Object location annotation data:
..........
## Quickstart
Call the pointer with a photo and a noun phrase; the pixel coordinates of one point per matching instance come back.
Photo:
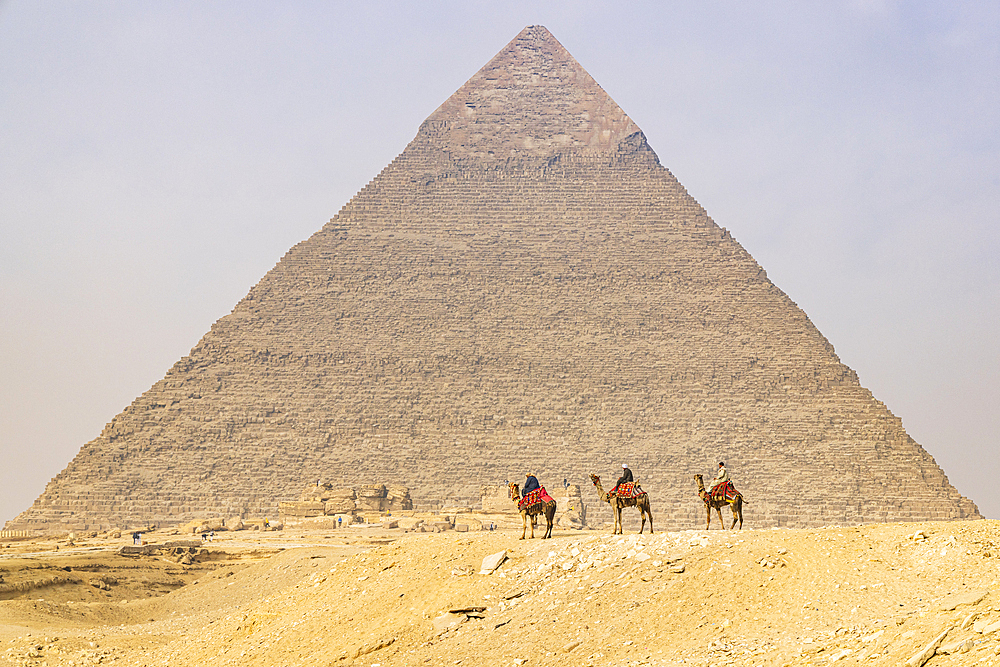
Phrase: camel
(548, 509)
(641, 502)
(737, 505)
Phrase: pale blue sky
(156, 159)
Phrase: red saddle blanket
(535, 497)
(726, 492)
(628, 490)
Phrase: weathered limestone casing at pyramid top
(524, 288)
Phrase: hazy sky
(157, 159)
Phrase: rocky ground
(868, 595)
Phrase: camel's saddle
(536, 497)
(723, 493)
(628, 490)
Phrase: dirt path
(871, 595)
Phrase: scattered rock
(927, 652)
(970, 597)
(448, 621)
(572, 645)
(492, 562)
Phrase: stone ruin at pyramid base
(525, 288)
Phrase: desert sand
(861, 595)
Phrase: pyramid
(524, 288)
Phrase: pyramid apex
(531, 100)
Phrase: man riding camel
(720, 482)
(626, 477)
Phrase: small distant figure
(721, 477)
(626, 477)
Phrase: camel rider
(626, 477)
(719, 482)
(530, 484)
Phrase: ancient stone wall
..........
SHORT TASK ▸ Output all the records, word for word, with no pictures in the copy.

CORRECT RESPONSE ▸
## Quickstart
Call the pointer with a photo and a noun phrase; the pixel coordinates of one point per matching instance come back.
Photo:
Phrase: camel
(548, 509)
(641, 502)
(737, 505)
Phrase: pale blue sky
(156, 159)
Phrase: red saddle blanket
(535, 497)
(726, 492)
(628, 490)
Phrase: weathered limestone casing at pyramid top
(524, 288)
Phrase: hazy sky
(157, 159)
Phrase: rocky ground
(868, 595)
Phrase: camel's saddle
(536, 497)
(723, 493)
(628, 490)
Phrase: dirt path
(871, 595)
Phrase: scattered rock
(927, 652)
(970, 597)
(448, 621)
(572, 645)
(492, 562)
Phrase: stone ruin at pyramid base
(525, 288)
Phrase: desert sand
(861, 595)
Phrase: pyramid
(524, 288)
Phrase: pyramid apex
(531, 100)
Phrase: man riding camel
(720, 482)
(626, 477)
Phrase: small distant figure
(721, 477)
(626, 477)
Phrase: camel rider
(626, 477)
(719, 482)
(530, 484)
Phrase: ancient stone wall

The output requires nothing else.